Princeton Primary uses Title I funding — federal money given to schools with many children living in poverty — to pay for some intervention services. But there’s still not enough to go around, its principal said.
“It’s always like ‘We need another interventionist,’” Stanley said. “Because it seems like more kids need that intervention service or that small group instructions. Teachers offer that, but to get extra is what our kids are needing.”
Recently introduced bills would fix some problems, but not all
A pair of early childhood education bills moving through the Statehouse would help with that — and more. Senate Bill 274 and its companion bill House Bill 2003 would each require schools to administer assessments three times each year for students in kindergarten through third grade. If those assessments determine a student is behind in reading or math, schools would have to provide them with interventions, such as extra one-on-one instruction.
Both bills would require more training for teachers and more resources for additional instruction after the school day and during the summer. Of high interest to many school administrators, including Stanley, is that they would also require every classroom from pre-K through third grade to have an early childhood classroom assistant teacher.
“Kindergarten has a teacher and an aide, and they’re our babies. We want to take care of them. They need that. But when they get to first grade, it’s one teacher, 20 to 23 kids. And they sometimes still need that extra attention,” Stanley said. “And so, I really was excited to see that that was a possibility. I think that could be a game changer.”
Both bills have headed to their chamber’s respective finance committees, so it’s not yet clear how much money lawmakers are willing to put toward this initiative. But it’s estimated that fully funding HB 2003 as it is currently written would cost nearly $100 million once it’s fully implemented.

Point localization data
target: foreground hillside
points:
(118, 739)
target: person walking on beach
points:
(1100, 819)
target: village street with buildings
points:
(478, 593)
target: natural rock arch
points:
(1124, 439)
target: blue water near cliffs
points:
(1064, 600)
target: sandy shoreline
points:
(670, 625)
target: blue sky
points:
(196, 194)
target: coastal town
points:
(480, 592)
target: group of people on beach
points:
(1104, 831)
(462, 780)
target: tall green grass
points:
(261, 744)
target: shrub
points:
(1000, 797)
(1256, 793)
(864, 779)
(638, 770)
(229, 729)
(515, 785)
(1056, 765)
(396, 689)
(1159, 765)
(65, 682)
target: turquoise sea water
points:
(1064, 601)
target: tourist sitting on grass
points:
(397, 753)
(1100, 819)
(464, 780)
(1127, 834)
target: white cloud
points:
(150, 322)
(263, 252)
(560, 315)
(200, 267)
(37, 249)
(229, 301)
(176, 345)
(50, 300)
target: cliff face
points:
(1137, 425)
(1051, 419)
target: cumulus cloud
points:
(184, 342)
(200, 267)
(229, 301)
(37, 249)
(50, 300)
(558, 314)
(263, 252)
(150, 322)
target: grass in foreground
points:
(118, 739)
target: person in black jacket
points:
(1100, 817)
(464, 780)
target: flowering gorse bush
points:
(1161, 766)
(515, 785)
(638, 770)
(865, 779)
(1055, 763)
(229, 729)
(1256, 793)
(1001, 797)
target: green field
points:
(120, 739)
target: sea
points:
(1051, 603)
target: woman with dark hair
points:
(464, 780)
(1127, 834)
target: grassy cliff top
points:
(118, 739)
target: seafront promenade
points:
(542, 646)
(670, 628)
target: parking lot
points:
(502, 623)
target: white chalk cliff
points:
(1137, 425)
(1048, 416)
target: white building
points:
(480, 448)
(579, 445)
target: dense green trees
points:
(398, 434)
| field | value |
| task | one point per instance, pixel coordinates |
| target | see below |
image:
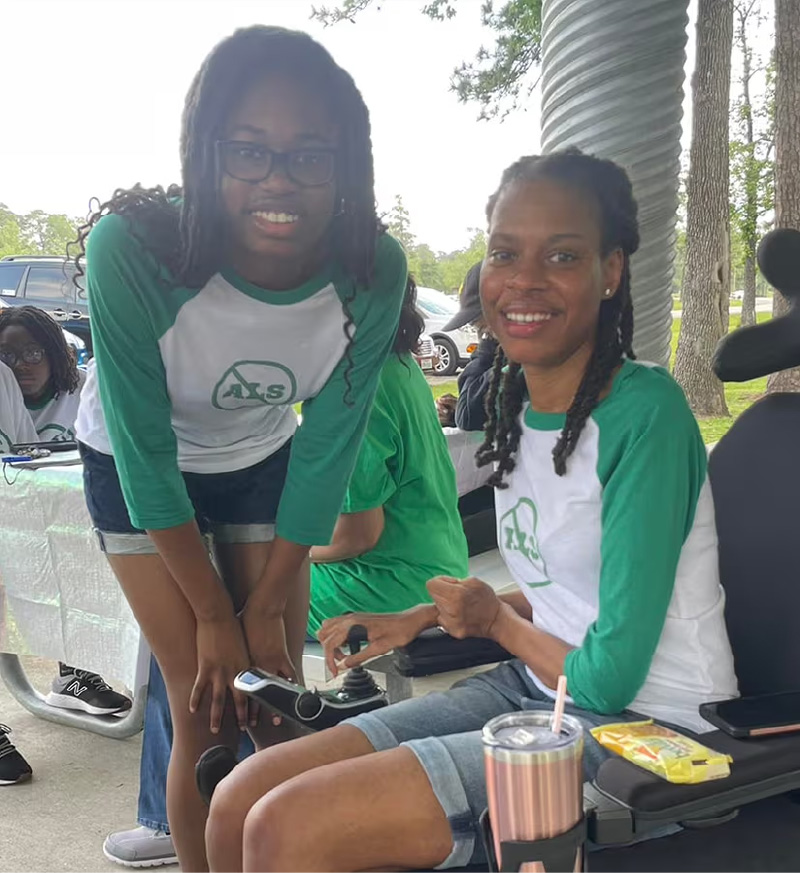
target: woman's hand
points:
(265, 636)
(221, 655)
(384, 633)
(466, 607)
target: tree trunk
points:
(787, 147)
(706, 285)
(751, 205)
(749, 294)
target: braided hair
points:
(411, 325)
(45, 330)
(610, 187)
(182, 225)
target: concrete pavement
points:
(84, 786)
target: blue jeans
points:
(156, 747)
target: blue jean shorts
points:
(443, 730)
(239, 506)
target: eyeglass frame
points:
(16, 358)
(277, 159)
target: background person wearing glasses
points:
(32, 345)
(267, 280)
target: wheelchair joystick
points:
(358, 683)
(317, 709)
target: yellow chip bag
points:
(663, 751)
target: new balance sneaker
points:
(80, 689)
(13, 767)
(141, 847)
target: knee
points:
(226, 814)
(276, 828)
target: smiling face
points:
(277, 227)
(544, 276)
(34, 379)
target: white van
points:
(453, 347)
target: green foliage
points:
(445, 272)
(499, 74)
(36, 233)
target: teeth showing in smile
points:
(528, 317)
(278, 217)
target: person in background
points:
(16, 427)
(607, 526)
(400, 523)
(446, 409)
(33, 346)
(473, 380)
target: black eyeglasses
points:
(251, 162)
(29, 355)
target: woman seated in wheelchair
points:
(605, 519)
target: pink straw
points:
(558, 709)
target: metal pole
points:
(612, 84)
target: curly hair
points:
(45, 330)
(610, 187)
(180, 226)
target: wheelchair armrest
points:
(761, 768)
(435, 651)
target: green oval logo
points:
(254, 383)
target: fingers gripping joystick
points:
(317, 709)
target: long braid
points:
(503, 430)
(182, 227)
(609, 185)
(609, 350)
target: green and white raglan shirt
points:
(16, 425)
(204, 380)
(54, 417)
(619, 556)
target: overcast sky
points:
(93, 91)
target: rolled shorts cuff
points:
(114, 543)
(443, 776)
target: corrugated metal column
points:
(612, 77)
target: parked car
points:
(48, 283)
(453, 347)
(425, 354)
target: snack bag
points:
(663, 751)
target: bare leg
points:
(168, 623)
(322, 803)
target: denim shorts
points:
(443, 729)
(239, 506)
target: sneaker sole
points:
(66, 701)
(150, 862)
(25, 777)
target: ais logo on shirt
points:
(254, 383)
(518, 532)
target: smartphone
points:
(50, 446)
(756, 716)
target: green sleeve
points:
(651, 484)
(131, 377)
(372, 482)
(326, 444)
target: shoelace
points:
(93, 679)
(6, 746)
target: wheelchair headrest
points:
(751, 352)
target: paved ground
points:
(84, 786)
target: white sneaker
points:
(140, 847)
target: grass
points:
(738, 395)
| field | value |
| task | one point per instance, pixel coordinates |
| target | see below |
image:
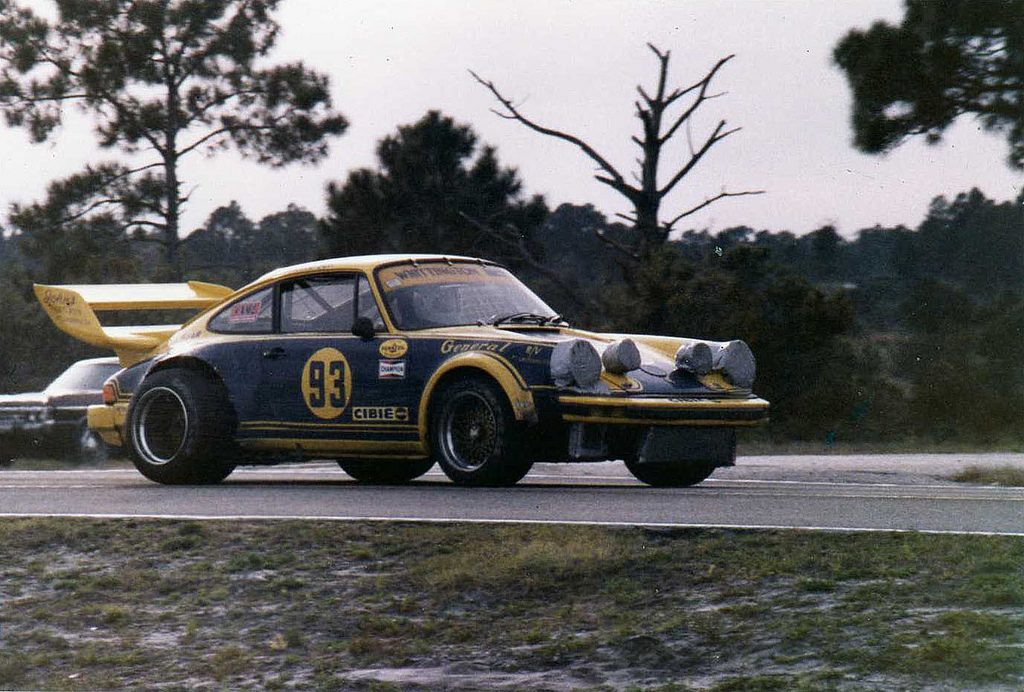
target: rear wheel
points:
(180, 429)
(671, 475)
(474, 436)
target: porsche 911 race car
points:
(391, 363)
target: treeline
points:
(890, 335)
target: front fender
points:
(499, 369)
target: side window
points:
(251, 314)
(368, 305)
(318, 304)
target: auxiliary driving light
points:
(622, 356)
(694, 357)
(576, 360)
(735, 360)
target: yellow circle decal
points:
(393, 348)
(327, 383)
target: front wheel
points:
(89, 446)
(671, 475)
(384, 472)
(180, 429)
(474, 435)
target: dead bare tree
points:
(646, 195)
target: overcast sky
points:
(573, 66)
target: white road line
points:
(20, 486)
(456, 520)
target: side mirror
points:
(364, 328)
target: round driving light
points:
(735, 360)
(576, 360)
(694, 357)
(621, 356)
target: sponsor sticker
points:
(380, 414)
(393, 349)
(390, 370)
(452, 346)
(246, 311)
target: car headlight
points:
(576, 360)
(694, 357)
(621, 356)
(735, 359)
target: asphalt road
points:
(830, 492)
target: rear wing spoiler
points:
(73, 309)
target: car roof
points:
(357, 263)
(112, 360)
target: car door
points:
(327, 383)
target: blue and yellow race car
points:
(391, 363)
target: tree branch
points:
(707, 203)
(701, 97)
(513, 114)
(716, 136)
(519, 244)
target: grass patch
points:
(275, 605)
(1007, 476)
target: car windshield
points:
(445, 294)
(83, 377)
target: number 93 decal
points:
(327, 383)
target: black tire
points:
(474, 435)
(90, 449)
(385, 471)
(682, 474)
(180, 429)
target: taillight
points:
(110, 393)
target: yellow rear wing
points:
(73, 309)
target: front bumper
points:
(674, 411)
(109, 422)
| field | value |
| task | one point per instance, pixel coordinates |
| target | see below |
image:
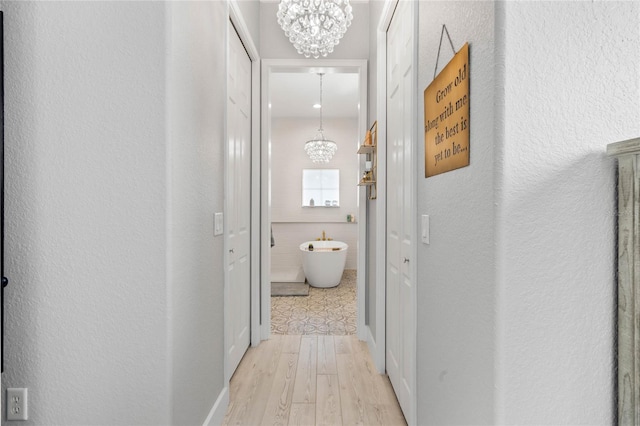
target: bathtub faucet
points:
(324, 237)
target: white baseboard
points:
(373, 351)
(219, 409)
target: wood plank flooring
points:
(311, 380)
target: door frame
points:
(358, 66)
(237, 23)
(378, 348)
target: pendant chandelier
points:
(314, 27)
(319, 149)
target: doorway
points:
(290, 89)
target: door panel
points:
(400, 172)
(238, 195)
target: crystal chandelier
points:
(319, 149)
(314, 26)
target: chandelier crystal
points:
(320, 149)
(314, 27)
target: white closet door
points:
(238, 195)
(400, 357)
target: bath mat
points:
(289, 289)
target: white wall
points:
(197, 81)
(571, 86)
(294, 224)
(86, 241)
(456, 278)
(516, 292)
(275, 45)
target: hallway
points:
(311, 380)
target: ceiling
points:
(292, 94)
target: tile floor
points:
(326, 311)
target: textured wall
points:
(288, 159)
(196, 172)
(86, 311)
(570, 87)
(456, 284)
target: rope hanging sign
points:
(446, 114)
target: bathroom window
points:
(320, 187)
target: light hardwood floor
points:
(311, 380)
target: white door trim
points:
(235, 17)
(270, 65)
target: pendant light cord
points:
(321, 105)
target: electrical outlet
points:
(17, 408)
(425, 228)
(218, 224)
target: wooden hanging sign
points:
(446, 117)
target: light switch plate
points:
(218, 225)
(425, 229)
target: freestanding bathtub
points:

-- WORK TASK A --
Answer these questions using the passage on early childhood education funding:
(i) What type of funding does Princeton Primary use to pay for some intervention services?
(ii) How many times each year would the two bills require schools to assess students in kindergarten through third grade?
(iii) What is the estimated cost of fully funding HB 2003 as currently written, once it is fully implemented?
-- WORK TASK B --
Quote the passage on early childhood education funding from "Princeton Primary uses" up to and including "its principal said.".
-- WORK TASK C --
Continue the passage on early childhood education funding from the point at which it ends.
The items above can be disregarded, since none of the work depends on them.

-- REPLY A --
(i) Title I funding
(ii) Three times
(iii) Nearly $100 million

-- REPLY B --
Princeton Primary uses Title I funding — federal money given to schools with many children living in poverty — to pay for some intervention services. But there’s still not enough to go around, its principal said.

-- REPLY C --
Even if either of these bills eventually become law, they won’t do much to help the state’s older students, who are still dealing with the long-term effects of pandemic learning.
Back at the Bluefield High basketball game, multiple students said their motivation decreased steeply during the pandemic, but they were glad to be back watching the basketball team play in person. Sophomore Tyquise Powell, who plays football and runs track, said the year of remote learning was tough.
“For me, waking up and being in my bed, was not for me. Doing work on the computer? I’m better at in-person type learning,” he said.
Several students talked about how much they’d missed playing sports. One said his grades “went all the way down to here,” as he gestured to the floor, then added that he’d since caught up.
And even though many are still dealing with the lingering effects of COVID’s disruption, the students in the packed gymnasium seemed relieved to return to some semblance of normal. As the Bluefield Beavers beat the Greenbrier Spartans in overtime, they stood and chanted, “I believe that we have won,” over and over again.